▶ [你的任务]:
- A) 根据阅读节选，说明SpeechRecognition系统靠什么实现语音识别，以及它为什么要这样做。
- B) 阅读节选中提到，pzh-py-speech使用的是哪个版本的SpeechRecognition？
- C) 请从阅读节选中摘出从“Google Speech Recognition”开始、一直到“Detection (works offline)”为止的全部文字，一字不改。

▶ [阅读节选]:

痞子衡嵌入式：语音处理工具Jays-PySPEECH诞生记（5）- 语音识别实现(SpeechRecognition, PocketSphinx0.1.15)

　　大家好，我是痞子衡，是正经搞技术的痞子。今天痞子衡给大家介绍的是语音处理工具pzh-py-speech诞生之语音识别实现。

　　语音识别是pzh-py-speech的核心功能，pzh-py-speech借助的是SpeechRecognition系统以及CMU Sphinx引擎来实现的语音识别功能，今天痞子衡为大家介绍语音识别在pzh-py-speech中是如何实现的。

一、SpeechRecognition系统简介

　　SpeechRecognition是一套基于python实现语音识别的系统，该系统的设计者为 Anthony Zhang (Uberi)，该库从2014年开始推出，一直持续更新至今，pzh-py-speech使用的是SpeechRecognition 3.8.1。

　　SpeechRecognition系统的官方主页如下：

SpeechRecognition官方主页: https://github.com/Uberi/speech_recognition

SpeechRecognition安装方法: https://pypi.org/project/SpeechRecognition/

　　SpeechRecognition系统自身并没有语音识别功能，其主要是调用第三方语音识别引擎来实现语音识别，SpeechRecognition支持的语音识别引擎非常多，有如下8种：

CMU Sphinx (works offline)

Google Speech Recognition

Google Cloud Speech API

Wit.ai

Microsoft Bing Voice Recognition

Houndify API

IBM Speech to Text

Snowboy Hotword Detection (works offline)

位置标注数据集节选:
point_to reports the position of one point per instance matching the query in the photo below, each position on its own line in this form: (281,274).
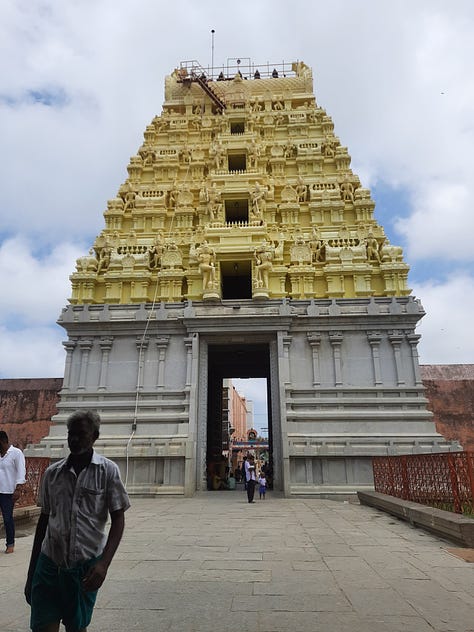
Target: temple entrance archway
(237,360)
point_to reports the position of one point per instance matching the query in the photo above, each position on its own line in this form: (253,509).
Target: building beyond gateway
(243,245)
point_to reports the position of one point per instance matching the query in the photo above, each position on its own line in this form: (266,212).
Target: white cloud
(397,78)
(446,329)
(31,352)
(37,288)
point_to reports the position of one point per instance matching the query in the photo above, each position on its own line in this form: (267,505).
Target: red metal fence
(35,467)
(444,480)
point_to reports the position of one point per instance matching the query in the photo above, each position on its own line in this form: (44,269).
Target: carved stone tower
(243,245)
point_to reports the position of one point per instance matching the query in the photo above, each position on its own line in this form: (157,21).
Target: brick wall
(450,393)
(27,405)
(26,408)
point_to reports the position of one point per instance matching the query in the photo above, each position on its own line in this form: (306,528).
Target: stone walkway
(213,563)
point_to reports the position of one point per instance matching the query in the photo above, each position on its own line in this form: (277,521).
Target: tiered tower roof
(240,190)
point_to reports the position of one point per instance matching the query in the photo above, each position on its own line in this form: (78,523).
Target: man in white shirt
(72,551)
(12,474)
(250,477)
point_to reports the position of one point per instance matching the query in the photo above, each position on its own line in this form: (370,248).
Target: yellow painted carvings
(240,190)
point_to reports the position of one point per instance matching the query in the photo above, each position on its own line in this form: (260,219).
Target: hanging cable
(140,355)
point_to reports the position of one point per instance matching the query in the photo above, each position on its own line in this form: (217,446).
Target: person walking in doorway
(250,477)
(71,551)
(12,474)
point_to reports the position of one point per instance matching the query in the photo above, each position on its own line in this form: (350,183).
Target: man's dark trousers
(250,489)
(6,506)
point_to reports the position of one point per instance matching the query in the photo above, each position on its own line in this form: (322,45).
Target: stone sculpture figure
(258,201)
(372,246)
(129,201)
(207,265)
(218,155)
(104,259)
(301,190)
(316,244)
(263,258)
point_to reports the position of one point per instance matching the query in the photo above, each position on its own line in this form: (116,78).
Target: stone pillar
(161,343)
(188,343)
(314,340)
(142,345)
(85,346)
(105,346)
(335,338)
(396,338)
(374,338)
(285,365)
(69,345)
(413,342)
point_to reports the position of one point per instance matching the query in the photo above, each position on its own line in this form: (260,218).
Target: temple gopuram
(243,245)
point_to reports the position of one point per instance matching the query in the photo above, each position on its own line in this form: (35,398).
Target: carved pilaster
(336,338)
(142,345)
(375,338)
(161,344)
(314,339)
(85,346)
(188,343)
(105,346)
(396,338)
(69,345)
(413,342)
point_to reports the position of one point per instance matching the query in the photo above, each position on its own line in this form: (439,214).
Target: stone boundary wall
(26,408)
(449,389)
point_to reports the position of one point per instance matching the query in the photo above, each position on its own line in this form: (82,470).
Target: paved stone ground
(214,563)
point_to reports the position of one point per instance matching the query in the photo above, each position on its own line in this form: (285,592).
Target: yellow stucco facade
(240,190)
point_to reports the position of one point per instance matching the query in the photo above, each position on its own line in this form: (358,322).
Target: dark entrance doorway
(231,361)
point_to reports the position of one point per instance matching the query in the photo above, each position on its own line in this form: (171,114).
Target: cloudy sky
(80,81)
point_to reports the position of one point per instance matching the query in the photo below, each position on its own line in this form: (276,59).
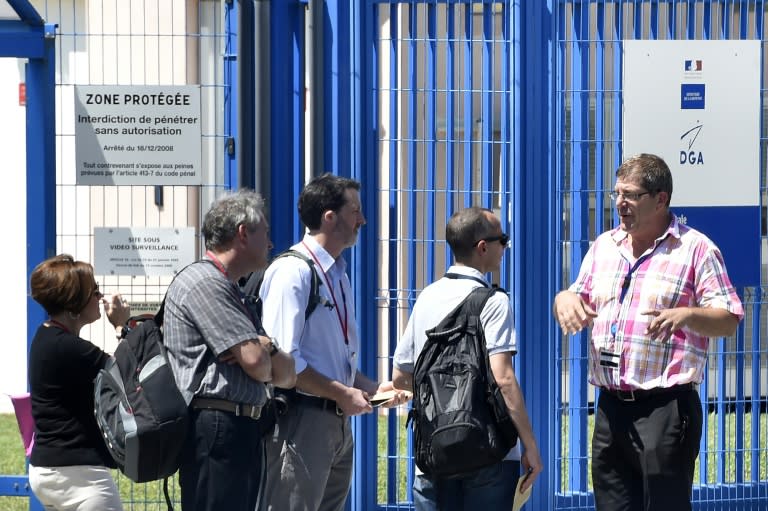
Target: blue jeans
(488,489)
(221,463)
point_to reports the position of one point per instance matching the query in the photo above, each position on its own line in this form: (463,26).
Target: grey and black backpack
(460,419)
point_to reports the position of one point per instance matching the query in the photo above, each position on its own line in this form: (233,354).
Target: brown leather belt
(239,409)
(640,394)
(319,402)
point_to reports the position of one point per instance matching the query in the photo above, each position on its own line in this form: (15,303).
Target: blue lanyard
(628,276)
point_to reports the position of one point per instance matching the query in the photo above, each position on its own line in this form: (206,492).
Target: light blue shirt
(318,342)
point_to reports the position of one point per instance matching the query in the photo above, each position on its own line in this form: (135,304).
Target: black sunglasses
(503,238)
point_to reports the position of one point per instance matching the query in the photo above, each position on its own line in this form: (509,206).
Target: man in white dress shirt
(309,457)
(478,244)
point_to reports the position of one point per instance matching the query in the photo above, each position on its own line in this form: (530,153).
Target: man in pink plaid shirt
(654,291)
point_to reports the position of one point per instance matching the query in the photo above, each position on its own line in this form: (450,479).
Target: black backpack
(251,284)
(139,409)
(460,419)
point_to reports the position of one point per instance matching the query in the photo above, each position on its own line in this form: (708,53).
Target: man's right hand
(354,402)
(532,467)
(572,312)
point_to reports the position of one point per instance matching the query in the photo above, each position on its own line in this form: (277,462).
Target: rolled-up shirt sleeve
(284,299)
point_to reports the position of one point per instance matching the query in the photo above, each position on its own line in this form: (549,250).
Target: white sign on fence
(697,105)
(150,252)
(138,135)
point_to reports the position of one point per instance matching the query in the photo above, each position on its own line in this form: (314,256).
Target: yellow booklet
(382,397)
(521,497)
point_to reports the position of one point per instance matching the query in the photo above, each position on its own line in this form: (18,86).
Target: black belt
(239,409)
(319,402)
(640,394)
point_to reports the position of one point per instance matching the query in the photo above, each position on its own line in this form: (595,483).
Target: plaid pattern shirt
(683,269)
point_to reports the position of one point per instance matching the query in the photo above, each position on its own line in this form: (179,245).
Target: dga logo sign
(693,65)
(689,155)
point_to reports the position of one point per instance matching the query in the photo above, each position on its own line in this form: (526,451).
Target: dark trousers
(644,452)
(488,489)
(222,463)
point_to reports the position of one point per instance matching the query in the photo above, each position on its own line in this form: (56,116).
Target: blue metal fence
(732,467)
(515,105)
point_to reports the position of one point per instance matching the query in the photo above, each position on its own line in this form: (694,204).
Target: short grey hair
(227,213)
(465,228)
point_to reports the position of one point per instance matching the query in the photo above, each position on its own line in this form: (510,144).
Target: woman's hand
(117,310)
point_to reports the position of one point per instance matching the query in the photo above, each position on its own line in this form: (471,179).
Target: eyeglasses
(631,197)
(503,238)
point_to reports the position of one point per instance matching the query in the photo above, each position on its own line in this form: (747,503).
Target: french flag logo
(693,65)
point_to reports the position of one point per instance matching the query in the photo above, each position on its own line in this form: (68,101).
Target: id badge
(351,364)
(609,358)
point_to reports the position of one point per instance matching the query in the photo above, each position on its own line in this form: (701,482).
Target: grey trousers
(309,461)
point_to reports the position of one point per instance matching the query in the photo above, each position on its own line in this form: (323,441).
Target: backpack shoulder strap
(253,283)
(160,315)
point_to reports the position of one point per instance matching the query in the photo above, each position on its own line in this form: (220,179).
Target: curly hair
(652,170)
(322,194)
(227,213)
(62,284)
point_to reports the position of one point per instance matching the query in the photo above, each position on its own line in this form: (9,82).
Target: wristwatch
(272,347)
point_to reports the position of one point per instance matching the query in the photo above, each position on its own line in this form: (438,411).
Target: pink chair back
(22,405)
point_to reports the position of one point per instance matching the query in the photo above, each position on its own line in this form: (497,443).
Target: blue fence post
(231,95)
(533,190)
(355,144)
(286,46)
(41,172)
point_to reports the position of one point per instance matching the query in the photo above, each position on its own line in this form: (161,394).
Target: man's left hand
(666,321)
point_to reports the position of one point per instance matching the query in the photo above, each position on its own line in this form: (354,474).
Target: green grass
(400,460)
(713,453)
(149,496)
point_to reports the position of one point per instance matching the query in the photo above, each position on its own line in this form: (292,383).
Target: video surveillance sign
(138,135)
(697,105)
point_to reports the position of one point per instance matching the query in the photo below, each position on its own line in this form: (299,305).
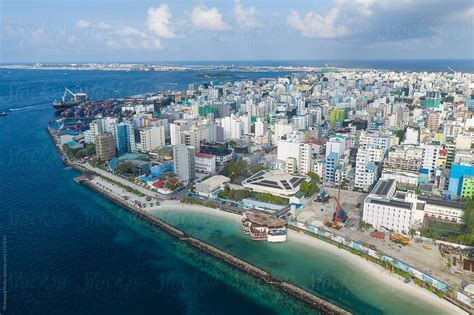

▶ [依次作答]:
- A) SpeechRecognition系统主要通过调用第三方语音识别引擎来实现语音识别。这是因为它自身并没有语音识别功能。

- B) SpeechRecognition 3.8.1。

- C)
Google Speech Recognition

Google Cloud Speech API

Wit.ai

Microsoft Bing Voice Recognition

Houndify API

IBM Speech to Text

Snowboy Hotword Detection (works offline)